▼
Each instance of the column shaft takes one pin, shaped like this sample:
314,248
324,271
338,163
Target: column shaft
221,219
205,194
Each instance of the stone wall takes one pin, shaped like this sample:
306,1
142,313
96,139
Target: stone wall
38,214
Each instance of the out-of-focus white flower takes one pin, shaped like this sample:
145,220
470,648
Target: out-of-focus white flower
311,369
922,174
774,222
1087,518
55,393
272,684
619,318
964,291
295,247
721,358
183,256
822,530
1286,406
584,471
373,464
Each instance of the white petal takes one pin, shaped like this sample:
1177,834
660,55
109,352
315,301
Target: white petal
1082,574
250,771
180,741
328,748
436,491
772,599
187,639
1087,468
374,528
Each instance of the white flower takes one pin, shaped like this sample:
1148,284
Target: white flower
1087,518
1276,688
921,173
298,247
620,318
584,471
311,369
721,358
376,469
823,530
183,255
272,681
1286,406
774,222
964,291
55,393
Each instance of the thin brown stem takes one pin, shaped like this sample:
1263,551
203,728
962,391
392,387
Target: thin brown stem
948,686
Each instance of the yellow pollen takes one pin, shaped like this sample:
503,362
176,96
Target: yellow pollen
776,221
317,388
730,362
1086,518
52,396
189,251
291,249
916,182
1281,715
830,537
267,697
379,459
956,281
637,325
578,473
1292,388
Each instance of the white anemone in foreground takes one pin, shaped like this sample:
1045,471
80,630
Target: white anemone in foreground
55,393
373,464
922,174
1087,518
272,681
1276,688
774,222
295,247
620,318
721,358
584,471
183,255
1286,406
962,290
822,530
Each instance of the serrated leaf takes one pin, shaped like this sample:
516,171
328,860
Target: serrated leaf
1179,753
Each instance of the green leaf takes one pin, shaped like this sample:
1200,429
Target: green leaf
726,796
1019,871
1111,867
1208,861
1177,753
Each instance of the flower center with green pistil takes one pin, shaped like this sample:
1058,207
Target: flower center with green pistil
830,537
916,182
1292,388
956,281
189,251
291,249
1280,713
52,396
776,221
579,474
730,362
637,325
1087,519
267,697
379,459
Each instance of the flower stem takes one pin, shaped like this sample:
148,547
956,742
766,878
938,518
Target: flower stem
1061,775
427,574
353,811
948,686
▲
== Description of the task ==
Please retype the entries above, starting at the line that contains "Each instance of the flower stem" and ending with the last line of the entries.

== Output for this task ==
Each instance of the flower stem takes one pin, shaped like this sample:
148,547
956,742
766,878
938,518
Target: flower stem
1061,775
427,574
353,811
948,686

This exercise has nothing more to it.